### WHAT IS EXPECTED
Wherever "white" occurs in the entries, copy the line that holds it.

### RECORDED INFORMATION
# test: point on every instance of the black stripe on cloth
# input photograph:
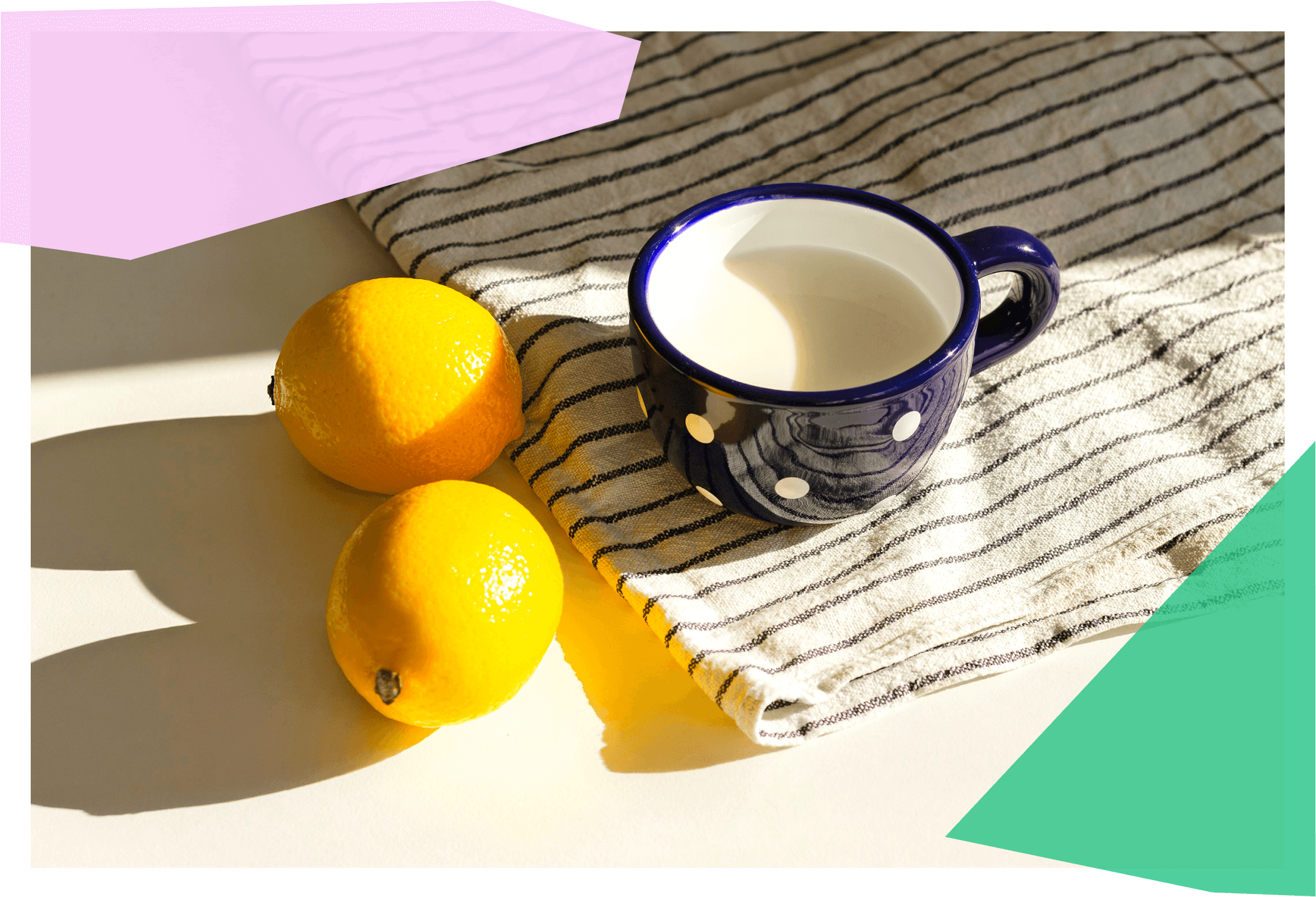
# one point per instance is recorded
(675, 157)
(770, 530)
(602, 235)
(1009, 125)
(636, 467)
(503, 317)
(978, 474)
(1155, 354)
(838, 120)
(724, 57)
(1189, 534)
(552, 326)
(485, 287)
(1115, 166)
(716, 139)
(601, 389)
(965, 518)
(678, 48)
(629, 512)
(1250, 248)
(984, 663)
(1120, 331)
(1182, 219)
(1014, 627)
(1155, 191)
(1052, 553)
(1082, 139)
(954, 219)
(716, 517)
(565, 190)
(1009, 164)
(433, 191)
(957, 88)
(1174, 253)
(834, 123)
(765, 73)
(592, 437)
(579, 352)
* * *
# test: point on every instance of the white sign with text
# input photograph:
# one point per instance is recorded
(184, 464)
--
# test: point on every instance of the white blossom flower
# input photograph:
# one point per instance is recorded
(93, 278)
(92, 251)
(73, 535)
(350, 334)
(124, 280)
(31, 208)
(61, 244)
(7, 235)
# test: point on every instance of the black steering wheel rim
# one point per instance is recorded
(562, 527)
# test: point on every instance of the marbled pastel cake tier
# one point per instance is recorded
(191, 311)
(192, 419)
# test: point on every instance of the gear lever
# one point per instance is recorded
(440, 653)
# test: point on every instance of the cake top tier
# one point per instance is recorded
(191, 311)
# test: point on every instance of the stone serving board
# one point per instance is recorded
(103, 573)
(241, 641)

### REPLY TO THE TASK
# test: point on every instance of the white sign with text
# test: point on every instance of the white blossom flower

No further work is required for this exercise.